ENUNCIADO DE LA TAREA ▸ Devuelve todas estas líneas sin ningún cambio.

DATOS ALMACENADOS ▸
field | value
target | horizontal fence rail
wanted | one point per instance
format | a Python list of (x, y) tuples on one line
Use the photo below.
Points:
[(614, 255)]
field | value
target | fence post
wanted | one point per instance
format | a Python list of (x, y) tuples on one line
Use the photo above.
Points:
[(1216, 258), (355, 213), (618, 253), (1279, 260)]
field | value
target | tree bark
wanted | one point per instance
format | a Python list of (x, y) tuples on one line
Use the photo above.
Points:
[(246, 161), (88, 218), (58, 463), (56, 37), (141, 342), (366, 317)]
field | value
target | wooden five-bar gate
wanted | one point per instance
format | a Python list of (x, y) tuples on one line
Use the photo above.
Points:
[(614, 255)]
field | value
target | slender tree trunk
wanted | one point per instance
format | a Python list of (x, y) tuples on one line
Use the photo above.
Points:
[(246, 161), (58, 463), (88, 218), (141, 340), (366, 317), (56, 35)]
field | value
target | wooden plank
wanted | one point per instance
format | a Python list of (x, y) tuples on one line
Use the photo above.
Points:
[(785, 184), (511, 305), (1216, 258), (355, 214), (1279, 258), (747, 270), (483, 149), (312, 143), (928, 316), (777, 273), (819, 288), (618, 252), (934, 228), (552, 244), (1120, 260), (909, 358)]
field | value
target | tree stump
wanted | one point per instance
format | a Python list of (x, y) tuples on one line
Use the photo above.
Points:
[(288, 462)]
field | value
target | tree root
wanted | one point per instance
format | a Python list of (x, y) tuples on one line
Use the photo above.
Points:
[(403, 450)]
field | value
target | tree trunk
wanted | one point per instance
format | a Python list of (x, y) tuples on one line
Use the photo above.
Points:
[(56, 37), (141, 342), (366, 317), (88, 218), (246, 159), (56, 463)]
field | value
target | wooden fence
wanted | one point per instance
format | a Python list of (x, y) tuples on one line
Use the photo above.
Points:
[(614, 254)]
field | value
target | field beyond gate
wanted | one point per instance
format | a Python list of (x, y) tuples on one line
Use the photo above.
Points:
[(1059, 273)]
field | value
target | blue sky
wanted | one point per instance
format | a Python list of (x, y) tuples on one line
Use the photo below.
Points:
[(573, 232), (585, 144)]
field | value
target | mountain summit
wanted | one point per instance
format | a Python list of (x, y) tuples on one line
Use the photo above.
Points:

RESPUESTA DEL EJERCICIO ▸
field | value
target | horizontal fence rail
wanted | one point per instance
format | a Python list of (x, y) tuples on one line
Use the photo below.
Points:
[(614, 255)]
field | value
target | fence post
wanted | one point per instance
format | a Python list of (x, y) tuples on one line
Use the photo above.
Points:
[(1216, 258), (355, 213), (618, 253), (1279, 260)]
field | value
target | tree bark
wanted | one point per instance
format | a Python list of (x, y) tuples on one line
Use the photo above.
Points:
[(246, 161), (88, 218), (58, 463), (56, 37), (141, 342), (366, 317)]
field | value
target | wooden five-bar gate
wanted | one point per instance
format | a Python list of (x, y) tuples on one line
Use the photo above.
Points:
[(614, 255)]
field | value
target | slender tree trunk
wanted | one point per instance
format | a Python list of (x, y) tuples on one line
Use the photo above.
Points:
[(246, 161), (58, 463), (88, 218), (141, 340), (366, 317), (56, 35)]
field | value
target | wooden plank
wanted | one point per instance
format | a Python list of (x, y) tuples on one line
Use the photo above.
Points:
[(785, 184), (511, 305), (1216, 258), (355, 214), (1279, 258), (747, 270), (483, 149), (312, 143), (928, 316), (777, 273), (819, 288), (618, 252), (934, 228), (552, 244), (1120, 260), (909, 358)]
field | value
target | tree stump
wanted | one point per instance
format | a Python list of (x, y) tuples on one line
Use the photo above.
Points:
[(288, 462)]
field | value
target | tree root
wanted | one point per instance
format | a Python list of (x, y) tuples on one line
Use the photo above.
Points:
[(403, 450)]
field | value
target | tree trunk
wanted | one point per instance
format | a Python list of (x, y) tuples on one line
Use the photo above.
Points:
[(56, 37), (141, 342), (366, 317), (88, 218), (246, 159), (56, 463)]
field | value
target | wooden fence
wanted | one point per instance
format | a Python list of (x, y) tuples on one line
Use the photo above.
Points:
[(614, 254)]
field | value
target | field beyond gate
wanted | one point per instance
format | a Python list of (x, y) tuples on one line
Use the photo above.
Points:
[(1059, 273)]
field | value
target | blue sky
wanted | one point per instance
format | a Python list of (x, y) tuples on one line
Use the photo below.
Points:
[(573, 232), (585, 144)]
field | value
target | mountain summit
wanted | one point per instance
format | a Python list of (x, y) tuples on one line
Use the photo above.
Points:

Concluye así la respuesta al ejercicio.